SHORT TASK
Copy out the items below with "natural-language query" swapped for "plain-language query" wherever it occurs, leaving every other part unchanged. Don't include the pictures in your copy.

(Entries from an annotation dataset)
══════════
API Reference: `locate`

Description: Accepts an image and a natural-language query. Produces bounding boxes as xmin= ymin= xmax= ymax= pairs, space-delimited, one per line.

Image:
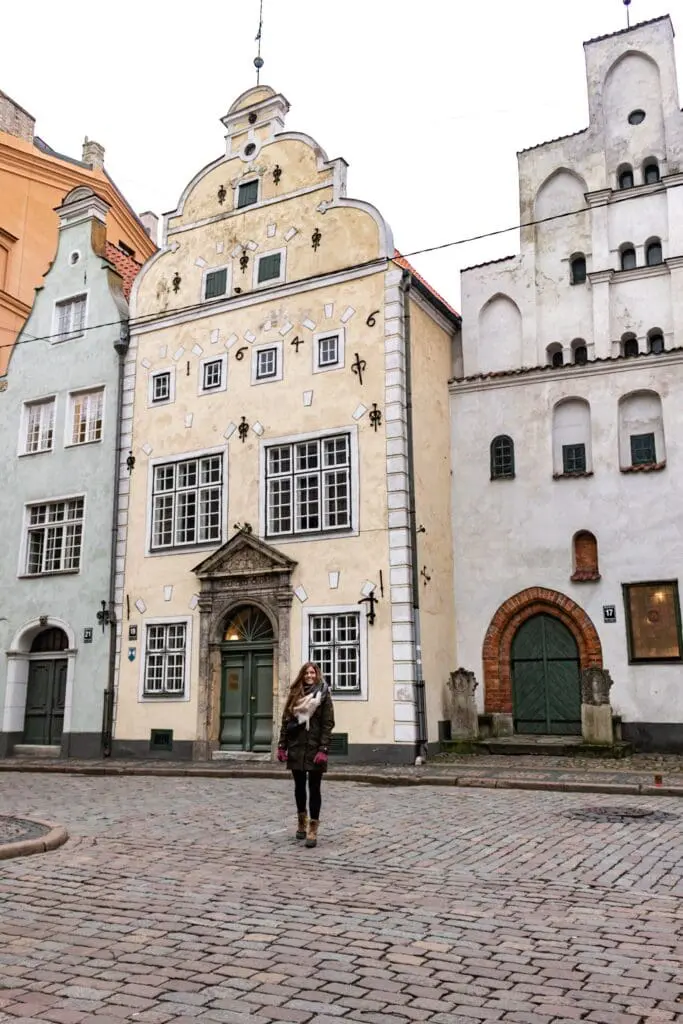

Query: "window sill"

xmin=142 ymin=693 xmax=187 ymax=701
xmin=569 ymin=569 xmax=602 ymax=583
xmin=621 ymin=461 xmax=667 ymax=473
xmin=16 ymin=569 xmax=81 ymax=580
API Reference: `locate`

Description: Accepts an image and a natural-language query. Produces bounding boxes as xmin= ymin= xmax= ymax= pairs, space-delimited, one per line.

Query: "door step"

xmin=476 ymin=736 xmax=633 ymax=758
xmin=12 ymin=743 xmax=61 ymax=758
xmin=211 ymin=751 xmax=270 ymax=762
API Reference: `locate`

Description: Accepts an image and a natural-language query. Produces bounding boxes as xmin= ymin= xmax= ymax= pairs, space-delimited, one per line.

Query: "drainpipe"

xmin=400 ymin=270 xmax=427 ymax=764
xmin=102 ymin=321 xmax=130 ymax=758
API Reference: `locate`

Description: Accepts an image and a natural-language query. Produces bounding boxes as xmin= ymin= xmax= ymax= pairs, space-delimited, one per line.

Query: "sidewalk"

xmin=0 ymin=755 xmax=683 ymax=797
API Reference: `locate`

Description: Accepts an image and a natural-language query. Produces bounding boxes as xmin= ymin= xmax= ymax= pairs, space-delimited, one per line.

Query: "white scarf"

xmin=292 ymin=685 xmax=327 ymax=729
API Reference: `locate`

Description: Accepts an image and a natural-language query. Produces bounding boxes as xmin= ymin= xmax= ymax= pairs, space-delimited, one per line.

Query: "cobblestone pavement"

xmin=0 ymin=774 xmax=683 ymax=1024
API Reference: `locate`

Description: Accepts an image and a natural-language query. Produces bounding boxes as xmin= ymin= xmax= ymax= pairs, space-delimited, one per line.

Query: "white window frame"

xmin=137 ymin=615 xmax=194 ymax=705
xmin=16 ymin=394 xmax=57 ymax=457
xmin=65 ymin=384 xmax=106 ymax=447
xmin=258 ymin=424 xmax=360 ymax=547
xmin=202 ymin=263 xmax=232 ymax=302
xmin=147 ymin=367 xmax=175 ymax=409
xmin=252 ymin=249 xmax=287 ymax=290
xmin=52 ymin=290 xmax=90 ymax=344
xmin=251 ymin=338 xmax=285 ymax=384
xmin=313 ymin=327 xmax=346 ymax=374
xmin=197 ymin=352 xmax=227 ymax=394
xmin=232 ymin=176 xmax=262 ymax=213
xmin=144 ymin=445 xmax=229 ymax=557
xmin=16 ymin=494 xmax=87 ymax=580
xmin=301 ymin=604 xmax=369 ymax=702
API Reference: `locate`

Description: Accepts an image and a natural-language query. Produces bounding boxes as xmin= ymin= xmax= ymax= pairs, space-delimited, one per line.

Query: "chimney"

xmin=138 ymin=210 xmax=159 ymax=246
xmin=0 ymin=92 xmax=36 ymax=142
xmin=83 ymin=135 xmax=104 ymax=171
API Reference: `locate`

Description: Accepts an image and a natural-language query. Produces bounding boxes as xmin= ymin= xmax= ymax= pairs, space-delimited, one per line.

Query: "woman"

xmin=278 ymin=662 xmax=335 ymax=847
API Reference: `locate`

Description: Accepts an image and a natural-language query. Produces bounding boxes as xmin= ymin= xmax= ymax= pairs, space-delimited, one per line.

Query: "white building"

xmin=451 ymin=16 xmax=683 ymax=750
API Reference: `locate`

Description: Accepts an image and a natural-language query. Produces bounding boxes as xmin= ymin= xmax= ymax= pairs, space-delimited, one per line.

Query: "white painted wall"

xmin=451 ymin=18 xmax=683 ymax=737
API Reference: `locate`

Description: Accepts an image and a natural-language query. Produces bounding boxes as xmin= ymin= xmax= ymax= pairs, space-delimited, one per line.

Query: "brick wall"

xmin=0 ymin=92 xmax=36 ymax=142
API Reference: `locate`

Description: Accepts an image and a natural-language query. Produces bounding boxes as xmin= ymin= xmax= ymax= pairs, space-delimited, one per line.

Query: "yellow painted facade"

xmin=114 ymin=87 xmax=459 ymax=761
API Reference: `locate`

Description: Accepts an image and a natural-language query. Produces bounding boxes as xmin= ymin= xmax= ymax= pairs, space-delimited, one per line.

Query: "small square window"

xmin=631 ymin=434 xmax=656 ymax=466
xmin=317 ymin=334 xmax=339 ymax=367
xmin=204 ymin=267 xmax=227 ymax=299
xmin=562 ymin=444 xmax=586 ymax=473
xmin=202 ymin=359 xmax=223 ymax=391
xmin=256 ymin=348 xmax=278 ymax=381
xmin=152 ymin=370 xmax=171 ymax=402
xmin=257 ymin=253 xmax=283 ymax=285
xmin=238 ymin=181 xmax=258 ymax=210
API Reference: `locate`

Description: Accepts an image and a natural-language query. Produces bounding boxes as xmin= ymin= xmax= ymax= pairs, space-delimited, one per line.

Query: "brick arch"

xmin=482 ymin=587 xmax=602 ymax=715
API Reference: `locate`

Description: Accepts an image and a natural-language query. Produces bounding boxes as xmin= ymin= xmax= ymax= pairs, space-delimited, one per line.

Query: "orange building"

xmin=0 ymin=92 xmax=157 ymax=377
══════════
ANSWER FOR THE TASK
API Reference: `locate`

Description: Accepts an image and a plain-language query. Produces bounding boxes as xmin= ymin= xmax= ymax= pairs, space-delimited, one per line.

Image:

Query: "window sill"

xmin=142 ymin=693 xmax=187 ymax=701
xmin=569 ymin=569 xmax=602 ymax=583
xmin=621 ymin=461 xmax=667 ymax=473
xmin=16 ymin=569 xmax=81 ymax=580
API Reference: `locate`

Description: Accepts an image and a plain-language query. Produces bounding boxes as xmin= ymin= xmax= ymax= pairs, space-delimited, one per line.

Query: "door step"

xmin=476 ymin=736 xmax=633 ymax=758
xmin=12 ymin=743 xmax=61 ymax=758
xmin=211 ymin=751 xmax=270 ymax=762
API Reference: `locate`

Description: Accepts an image and a plain-language query. Produces bounding boxes as xmin= ymin= xmax= ymax= pairs, space-delimited, one per line.

Query: "drainpipe"

xmin=400 ymin=270 xmax=427 ymax=764
xmin=102 ymin=321 xmax=130 ymax=758
API Reference: `locate`

Description: Accepts an image and a plain-language query. Produces bounding boxes as xmin= ymin= xmax= ymax= pairs, space-delimited, one per line.

Query: "sidewalk"

xmin=0 ymin=755 xmax=683 ymax=797
API Reference: `locate`

Description: Accepts an image and a plain-language query. Produces bounding boxes as xmin= ymin= xmax= ymax= pairs, space-delimited, one per line.

Query: "white scarf"

xmin=292 ymin=685 xmax=327 ymax=729
API Reference: `locate`

Description: Accepts an image and a plain-language query. Produces bounding boxes as xmin= ymin= xmax= ymax= pairs, space-delimited, one per line.

Query: "cobblestone pavement"

xmin=0 ymin=774 xmax=683 ymax=1024
API Reference: `locate`

Description: Accepts an image and a plain-language query. Produces bounding boxes as xmin= ymin= xmax= ymax= pairs, space-delimited, one per line.

Query: "white window frame"

xmin=137 ymin=615 xmax=194 ymax=705
xmin=16 ymin=394 xmax=57 ymax=457
xmin=65 ymin=384 xmax=106 ymax=447
xmin=258 ymin=424 xmax=360 ymax=547
xmin=202 ymin=263 xmax=232 ymax=302
xmin=147 ymin=367 xmax=175 ymax=409
xmin=252 ymin=249 xmax=287 ymax=290
xmin=52 ymin=290 xmax=90 ymax=344
xmin=251 ymin=338 xmax=285 ymax=384
xmin=313 ymin=327 xmax=346 ymax=374
xmin=197 ymin=352 xmax=227 ymax=394
xmin=232 ymin=176 xmax=262 ymax=213
xmin=144 ymin=445 xmax=229 ymax=557
xmin=16 ymin=494 xmax=87 ymax=580
xmin=301 ymin=604 xmax=369 ymax=702
API Reference: `locate`

Description: Accepts an image and a plain-language query. Produces bounding boxes as xmin= ymin= xmax= ymax= pairs, space-delimited, one per line.

Query: "chimney"

xmin=138 ymin=210 xmax=159 ymax=246
xmin=0 ymin=92 xmax=36 ymax=142
xmin=83 ymin=135 xmax=104 ymax=171
API Reference: `locate`

Description: Accepts an image and a plain-language query. Produces bounding boxes as xmin= ymin= xmax= ymax= pairs, space-delimited, one per line.

Query: "woman"

xmin=278 ymin=662 xmax=335 ymax=847
API Reference: `locate`

Description: Accepts an image and a plain-language query. Produces bounding boxes as xmin= ymin= xmax= ymax= pairs, space-delimited, one per line.

Query: "white building"

xmin=451 ymin=16 xmax=683 ymax=750
API Reference: `locate`

Description: Accepts an image and a plain-language query. Produces bounding boxes as xmin= ymin= xmax= ymax= pairs, space-delimited, one per line.

Query: "white painted wall"

xmin=451 ymin=18 xmax=683 ymax=737
API Reference: `locate`

Description: Accepts an image and a plain-language query. Produces bounding boxes as xmin= ymin= xmax= ymax= pairs, space-delimited, one per line.

Query: "brick wall"

xmin=0 ymin=92 xmax=36 ymax=142
API Reference: `locate`

Description: Accepts an image and a plain-language query. Produces bounding boxes as xmin= ymin= xmax= ymax= pairs, space-delimited, one per line.

Query: "yellow painted facade"

xmin=114 ymin=87 xmax=459 ymax=761
API Reference: `locate`

Description: Accepts an image and a plain-language query. Produces bounding boxes as xmin= ymin= xmax= ymax= pairs, space-delimited, one per line.

Query: "small square window"

xmin=631 ymin=434 xmax=656 ymax=466
xmin=317 ymin=334 xmax=339 ymax=367
xmin=204 ymin=267 xmax=227 ymax=299
xmin=562 ymin=444 xmax=586 ymax=473
xmin=202 ymin=359 xmax=223 ymax=391
xmin=256 ymin=348 xmax=278 ymax=381
xmin=152 ymin=370 xmax=171 ymax=402
xmin=257 ymin=253 xmax=283 ymax=285
xmin=238 ymin=181 xmax=258 ymax=210
API Reference: `locate`

Description: Accepts an image and a plain-language query. Produces bounding boxes as xmin= ymin= xmax= ymax= pairs, space-delimited, one per line.

Query: "brick arch"

xmin=482 ymin=587 xmax=602 ymax=715
API Reference: `locate`

Description: Accepts an image and a plain-language query. Produces bounding boxes as xmin= ymin= xmax= ymax= pairs, space-delimited, one per line.

Query: "orange building"

xmin=0 ymin=92 xmax=157 ymax=377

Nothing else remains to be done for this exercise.